__Work to do__
Reproduce every line of the entries below verbatim, from the first to the last.

__Raw records__
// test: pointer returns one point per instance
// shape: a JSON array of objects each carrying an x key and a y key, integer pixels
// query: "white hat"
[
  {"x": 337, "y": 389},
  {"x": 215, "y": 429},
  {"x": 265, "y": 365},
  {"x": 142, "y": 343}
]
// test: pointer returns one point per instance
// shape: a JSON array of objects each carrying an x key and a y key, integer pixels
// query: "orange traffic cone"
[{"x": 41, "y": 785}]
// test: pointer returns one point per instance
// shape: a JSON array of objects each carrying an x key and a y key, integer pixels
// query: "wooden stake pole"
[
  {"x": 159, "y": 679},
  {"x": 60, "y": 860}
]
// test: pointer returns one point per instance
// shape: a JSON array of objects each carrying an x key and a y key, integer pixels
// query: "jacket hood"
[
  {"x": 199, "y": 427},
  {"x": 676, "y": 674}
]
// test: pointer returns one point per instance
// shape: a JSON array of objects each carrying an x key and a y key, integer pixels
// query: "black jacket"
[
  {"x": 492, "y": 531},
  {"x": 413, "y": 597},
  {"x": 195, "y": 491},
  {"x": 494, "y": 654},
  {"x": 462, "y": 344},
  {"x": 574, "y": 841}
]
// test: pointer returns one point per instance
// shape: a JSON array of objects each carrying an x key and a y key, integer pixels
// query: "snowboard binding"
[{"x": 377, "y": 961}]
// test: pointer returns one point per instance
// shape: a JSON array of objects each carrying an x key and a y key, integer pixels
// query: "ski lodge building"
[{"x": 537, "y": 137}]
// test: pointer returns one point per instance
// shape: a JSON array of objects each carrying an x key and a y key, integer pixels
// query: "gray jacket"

__Answer below__
// test: pointer returns one point per instance
// shape: a JSON array of objects each carrying an x key and a y key, integer pixels
// query: "white hat"
[
  {"x": 337, "y": 389},
  {"x": 215, "y": 429},
  {"x": 265, "y": 365},
  {"x": 142, "y": 343}
]
// test: pointer returns one point per instance
// shape: a JSON array of objects each carrying an x key and a y key, integer pixels
// query: "orange traffic cone"
[{"x": 41, "y": 785}]
// test: pointer returns one point per instance
// shape: a JSON array of objects each carrying an x key and a y key, integer pixels
// query: "wooden stake pole"
[
  {"x": 159, "y": 679},
  {"x": 60, "y": 860}
]
// test: pointer returns one point per instance
// shape: a JSON array of objects each carrying an x key and a y key, integer pixels
// query: "jacket hood"
[
  {"x": 199, "y": 427},
  {"x": 676, "y": 674}
]
// test: pointer returns one point per instance
// shape: a JSON array of objects each carrying an x key and a y key, integer pixels
// query: "black jacket"
[
  {"x": 492, "y": 531},
  {"x": 413, "y": 597},
  {"x": 195, "y": 491},
  {"x": 494, "y": 654},
  {"x": 462, "y": 344},
  {"x": 574, "y": 841}
]
// test: pointer returns one point per instance
// shape: a JSON array of objects each carrying an x key and a y key, integer pixels
// query: "snowboard binding"
[{"x": 377, "y": 961}]
// test: pointer returns one point per instance
// shape: a JSON array of objects each carrying an x key and a y key, integer pixels
// query: "ski lodge building"
[{"x": 537, "y": 137}]
// test: pointer returns one point per instance
// shape: a JSON array of objects each carrying an x key and a y key, integer pixels
// query: "gray jacket"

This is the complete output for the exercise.